[TASK DIRECTIONS]:
Below are several entries. Transcribe exactly those lines that fall from the one with "Draw the outline of every instance of the brown" through the one with "Draw the outline of every instance of the white banner", end lines included.

[SUPPLIED DATA]:
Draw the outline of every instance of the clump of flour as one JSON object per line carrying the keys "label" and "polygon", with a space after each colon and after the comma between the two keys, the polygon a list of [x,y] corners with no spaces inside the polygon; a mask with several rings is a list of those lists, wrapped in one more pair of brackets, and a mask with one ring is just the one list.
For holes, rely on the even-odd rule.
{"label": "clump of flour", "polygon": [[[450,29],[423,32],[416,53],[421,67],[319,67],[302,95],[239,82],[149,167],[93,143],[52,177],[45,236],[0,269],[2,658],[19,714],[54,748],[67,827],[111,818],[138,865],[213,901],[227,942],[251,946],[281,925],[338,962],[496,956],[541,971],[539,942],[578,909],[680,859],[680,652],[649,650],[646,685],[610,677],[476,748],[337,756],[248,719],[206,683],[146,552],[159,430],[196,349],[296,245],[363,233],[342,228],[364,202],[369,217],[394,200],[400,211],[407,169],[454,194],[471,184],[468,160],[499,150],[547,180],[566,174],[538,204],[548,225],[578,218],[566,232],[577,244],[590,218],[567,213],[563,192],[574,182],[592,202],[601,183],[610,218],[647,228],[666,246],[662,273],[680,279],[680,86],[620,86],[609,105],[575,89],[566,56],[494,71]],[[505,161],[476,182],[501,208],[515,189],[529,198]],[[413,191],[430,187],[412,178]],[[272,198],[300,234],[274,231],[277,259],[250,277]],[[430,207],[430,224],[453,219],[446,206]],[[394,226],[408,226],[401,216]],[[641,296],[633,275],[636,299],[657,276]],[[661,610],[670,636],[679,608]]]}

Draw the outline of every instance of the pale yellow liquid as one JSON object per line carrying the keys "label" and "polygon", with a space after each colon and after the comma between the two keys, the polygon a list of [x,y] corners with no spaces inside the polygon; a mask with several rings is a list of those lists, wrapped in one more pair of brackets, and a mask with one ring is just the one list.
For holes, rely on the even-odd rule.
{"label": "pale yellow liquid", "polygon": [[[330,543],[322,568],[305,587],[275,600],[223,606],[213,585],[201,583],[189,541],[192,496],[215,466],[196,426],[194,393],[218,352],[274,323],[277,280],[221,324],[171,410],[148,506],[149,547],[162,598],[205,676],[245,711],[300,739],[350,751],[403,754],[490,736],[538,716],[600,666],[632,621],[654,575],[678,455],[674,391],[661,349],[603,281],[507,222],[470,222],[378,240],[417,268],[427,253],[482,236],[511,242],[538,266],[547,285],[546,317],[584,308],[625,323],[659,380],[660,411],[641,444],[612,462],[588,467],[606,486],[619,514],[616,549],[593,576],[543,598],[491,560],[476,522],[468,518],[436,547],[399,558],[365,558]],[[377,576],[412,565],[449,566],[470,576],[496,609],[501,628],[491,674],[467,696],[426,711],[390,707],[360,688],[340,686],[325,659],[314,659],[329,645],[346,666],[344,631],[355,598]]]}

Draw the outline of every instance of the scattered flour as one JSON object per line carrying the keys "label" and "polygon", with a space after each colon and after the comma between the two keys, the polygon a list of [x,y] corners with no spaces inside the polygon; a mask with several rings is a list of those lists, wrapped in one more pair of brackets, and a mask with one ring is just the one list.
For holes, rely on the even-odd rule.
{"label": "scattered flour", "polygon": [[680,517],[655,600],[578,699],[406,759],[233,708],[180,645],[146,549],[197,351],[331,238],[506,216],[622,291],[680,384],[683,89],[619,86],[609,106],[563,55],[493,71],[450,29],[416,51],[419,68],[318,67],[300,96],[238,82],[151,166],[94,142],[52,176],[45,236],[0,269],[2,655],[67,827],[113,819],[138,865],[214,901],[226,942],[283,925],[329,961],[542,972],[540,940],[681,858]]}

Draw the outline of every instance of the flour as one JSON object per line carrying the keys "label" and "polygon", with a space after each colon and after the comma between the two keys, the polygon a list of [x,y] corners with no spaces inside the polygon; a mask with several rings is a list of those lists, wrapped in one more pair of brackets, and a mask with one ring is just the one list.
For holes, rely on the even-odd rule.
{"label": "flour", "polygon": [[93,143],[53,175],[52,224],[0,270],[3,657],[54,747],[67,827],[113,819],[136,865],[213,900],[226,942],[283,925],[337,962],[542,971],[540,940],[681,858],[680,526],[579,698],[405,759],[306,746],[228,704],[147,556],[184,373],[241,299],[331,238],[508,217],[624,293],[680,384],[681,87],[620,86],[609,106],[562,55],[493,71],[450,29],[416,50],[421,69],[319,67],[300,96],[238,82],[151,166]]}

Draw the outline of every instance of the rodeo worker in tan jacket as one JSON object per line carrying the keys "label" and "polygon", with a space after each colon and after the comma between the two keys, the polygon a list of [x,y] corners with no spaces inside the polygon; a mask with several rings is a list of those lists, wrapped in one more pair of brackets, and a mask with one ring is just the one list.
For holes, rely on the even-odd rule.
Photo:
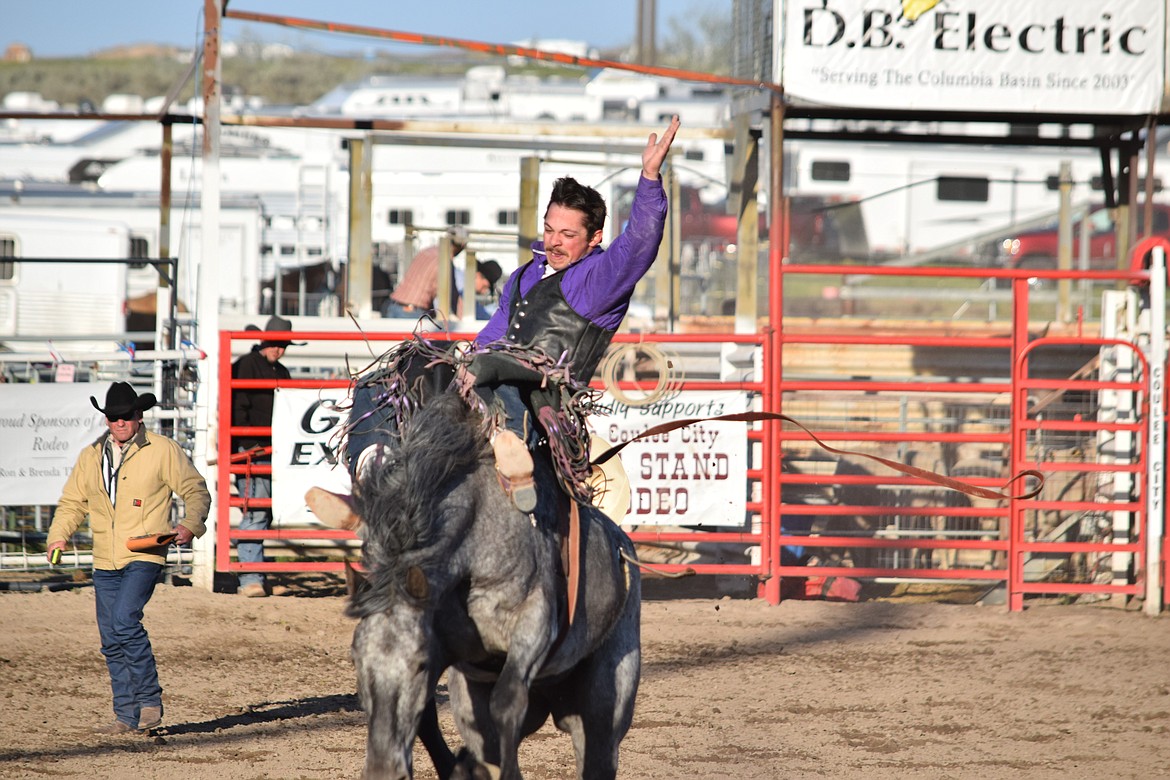
{"label": "rodeo worker in tan jacket", "polygon": [[[211,495],[179,445],[143,427],[142,413],[155,404],[152,393],[140,396],[126,382],[115,382],[104,408],[93,396],[89,400],[106,416],[110,430],[77,458],[49,527],[47,553],[56,562],[69,537],[89,518],[98,632],[116,718],[94,731],[124,734],[162,722],[162,686],[142,610],[162,574],[169,544],[135,552],[127,541],[174,534],[176,544],[187,544],[202,536]],[[173,528],[172,493],[187,508],[186,518]]]}

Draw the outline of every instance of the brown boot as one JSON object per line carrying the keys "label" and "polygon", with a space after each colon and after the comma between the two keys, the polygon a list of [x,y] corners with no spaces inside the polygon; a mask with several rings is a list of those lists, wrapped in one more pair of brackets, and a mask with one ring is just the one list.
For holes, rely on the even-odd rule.
{"label": "brown boot", "polygon": [[146,731],[153,729],[162,723],[163,710],[162,706],[155,707],[148,705],[143,707],[138,713],[138,730]]}
{"label": "brown boot", "polygon": [[496,471],[504,483],[504,490],[521,512],[536,509],[536,483],[532,481],[532,453],[520,437],[511,431],[500,431],[492,439],[496,455]]}
{"label": "brown boot", "polygon": [[317,519],[330,528],[343,531],[357,531],[361,528],[362,519],[353,511],[353,499],[349,496],[315,487],[305,493],[305,503]]}
{"label": "brown boot", "polygon": [[236,594],[246,599],[266,599],[268,598],[268,589],[259,582],[250,582],[247,585],[241,585]]}

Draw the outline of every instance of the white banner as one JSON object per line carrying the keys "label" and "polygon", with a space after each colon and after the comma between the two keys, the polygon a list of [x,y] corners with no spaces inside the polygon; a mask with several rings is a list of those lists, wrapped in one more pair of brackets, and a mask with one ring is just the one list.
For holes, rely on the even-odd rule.
{"label": "white banner", "polygon": [[108,384],[0,384],[0,506],[56,504],[77,456],[106,431],[89,402]]}
{"label": "white banner", "polygon": [[346,413],[337,407],[347,388],[321,390],[278,387],[272,406],[273,523],[316,524],[305,492],[323,487],[350,492],[349,471],[337,463],[335,448]]}
{"label": "white banner", "polygon": [[[647,406],[608,393],[606,415],[590,419],[610,445],[665,422],[748,412],[741,392],[683,391]],[[630,478],[623,525],[742,526],[747,511],[747,423],[702,422],[633,442],[619,457]]]}
{"label": "white banner", "polygon": [[[272,410],[274,522],[316,523],[305,491],[349,493],[349,472],[335,465],[337,406],[346,390],[276,390]],[[612,411],[590,420],[594,431],[619,444],[664,422],[750,411],[739,392],[686,391],[649,406],[632,407],[605,396]],[[621,452],[630,479],[628,525],[741,526],[747,502],[747,424],[704,422],[636,441]]]}
{"label": "white banner", "polygon": [[776,73],[832,106],[1160,110],[1164,0],[787,0]]}

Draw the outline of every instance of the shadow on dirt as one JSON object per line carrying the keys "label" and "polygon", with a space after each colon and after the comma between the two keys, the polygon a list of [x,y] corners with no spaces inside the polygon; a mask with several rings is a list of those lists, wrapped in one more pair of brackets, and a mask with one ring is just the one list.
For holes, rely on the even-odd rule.
{"label": "shadow on dirt", "polygon": [[304,699],[291,699],[289,701],[265,702],[250,705],[231,715],[221,715],[218,718],[199,723],[176,723],[173,726],[156,729],[154,733],[160,737],[176,737],[183,734],[211,734],[237,726],[254,726],[262,723],[272,723],[292,718],[306,718],[313,715],[326,715],[337,712],[361,712],[361,709],[362,707],[358,702],[356,693],[309,696]]}

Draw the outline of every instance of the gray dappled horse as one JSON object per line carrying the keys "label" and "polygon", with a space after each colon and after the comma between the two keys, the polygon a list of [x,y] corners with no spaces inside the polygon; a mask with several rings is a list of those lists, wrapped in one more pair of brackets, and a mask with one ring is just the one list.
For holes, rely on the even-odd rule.
{"label": "gray dappled horse", "polygon": [[[520,740],[551,715],[572,736],[577,776],[613,778],[641,671],[641,585],[622,557],[633,558],[633,545],[581,507],[570,626],[561,523],[545,512],[567,511],[567,498],[537,458],[537,514],[519,512],[480,423],[456,393],[439,393],[354,486],[368,586],[348,612],[360,621],[353,658],[368,716],[365,777],[410,777],[421,725],[440,776],[486,776],[484,765],[494,765],[519,778]],[[444,670],[466,743],[458,762],[435,715]]]}

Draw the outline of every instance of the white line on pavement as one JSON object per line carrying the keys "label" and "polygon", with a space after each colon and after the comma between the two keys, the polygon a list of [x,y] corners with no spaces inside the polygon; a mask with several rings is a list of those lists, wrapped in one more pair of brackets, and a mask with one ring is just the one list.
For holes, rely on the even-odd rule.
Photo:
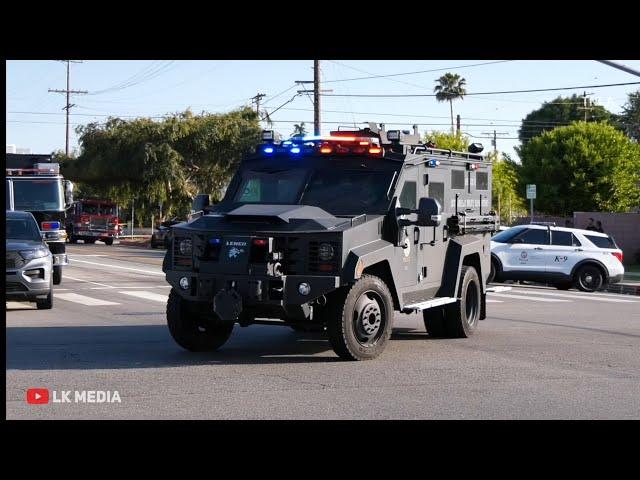
{"label": "white line on pavement", "polygon": [[531,300],[532,302],[570,302],[571,300],[560,300],[559,298],[532,298],[525,297],[524,295],[507,295],[506,293],[491,293],[489,292],[487,295],[491,295],[492,297],[504,297],[504,298],[516,298],[518,300]]}
{"label": "white line on pavement", "polygon": [[145,285],[142,287],[127,287],[125,285],[118,285],[118,287],[89,287],[89,290],[109,290],[113,288],[171,288],[171,285]]}
{"label": "white line on pavement", "polygon": [[85,280],[84,278],[72,277],[71,275],[67,275],[66,273],[64,276],[65,278],[68,278],[70,280],[76,280],[77,282],[93,283],[94,285],[100,285],[101,288],[116,288],[116,287],[112,287],[111,285],[107,285],[106,283],[92,282],[91,280]]}
{"label": "white line on pavement", "polygon": [[487,303],[504,303],[504,300],[487,300]]}
{"label": "white line on pavement", "polygon": [[146,300],[153,300],[155,302],[167,303],[168,295],[160,295],[153,292],[119,292],[125,295],[131,295],[132,297],[144,298]]}
{"label": "white line on pavement", "polygon": [[106,257],[107,255],[102,255],[99,253],[92,253],[91,255],[84,253],[67,253],[69,257]]}
{"label": "white line on pavement", "polygon": [[99,305],[120,305],[116,302],[108,302],[107,300],[98,300],[97,298],[85,297],[84,295],[78,295],[77,293],[60,293],[55,296],[56,299],[66,300],[68,302],[80,303],[82,305],[89,305],[92,307]]}
{"label": "white line on pavement", "polygon": [[[524,290],[513,290],[514,292],[522,292],[525,293]],[[635,300],[627,300],[624,298],[609,298],[609,297],[601,297],[599,295],[581,295],[581,294],[567,294],[567,293],[557,293],[557,292],[547,292],[547,291],[533,291],[526,290],[527,295],[549,295],[550,297],[561,297],[561,298],[571,298],[573,300],[594,300],[596,302],[614,302],[614,303],[638,303]]]}
{"label": "white line on pavement", "polygon": [[87,260],[74,260],[74,263],[88,263],[91,265],[99,265],[101,267],[119,268],[120,270],[131,270],[132,272],[147,273],[149,275],[162,275],[164,277],[164,272],[154,272],[152,270],[141,270],[139,268],[131,268],[131,267],[120,267],[119,265],[110,265],[108,263],[89,262]]}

[TASK ANSWER]:
Draw the outline of every instance of the brown boot as one JSON object per line carrying the keys "label" and "polygon", with a space after each colon and after the comma between the two keys, the polygon a list of [x,y] corners with no spaces inside the polygon; a mask with several rings is a list of those lists, wrapped in one more pair of brackets, and a mask with one ring is just the one list.
For holes, rely on the even-odd rule.
{"label": "brown boot", "polygon": [[146,731],[153,729],[162,723],[163,710],[162,706],[155,707],[148,705],[143,707],[138,713],[138,730]]}
{"label": "brown boot", "polygon": [[496,471],[504,483],[504,490],[521,512],[536,509],[536,483],[532,481],[532,453],[520,437],[511,431],[500,431],[492,439],[496,455]]}
{"label": "brown boot", "polygon": [[317,519],[330,528],[343,531],[357,531],[361,528],[362,519],[353,511],[353,499],[349,496],[315,487],[305,493],[305,503]]}
{"label": "brown boot", "polygon": [[236,594],[246,599],[266,599],[268,598],[268,589],[259,582],[250,582],[247,585],[241,585]]}

Draw the outline of every instance of the white banner as one JSON object per line carrying the keys "label" and "polygon", with a space after each colon and after the comma between the two keys, the polygon a list of [x,y] corners with no spaces inside the polygon; a mask with several rings is a list of those lists, wrapped in one more pair of brackets, and a mask with one ring is just the one list.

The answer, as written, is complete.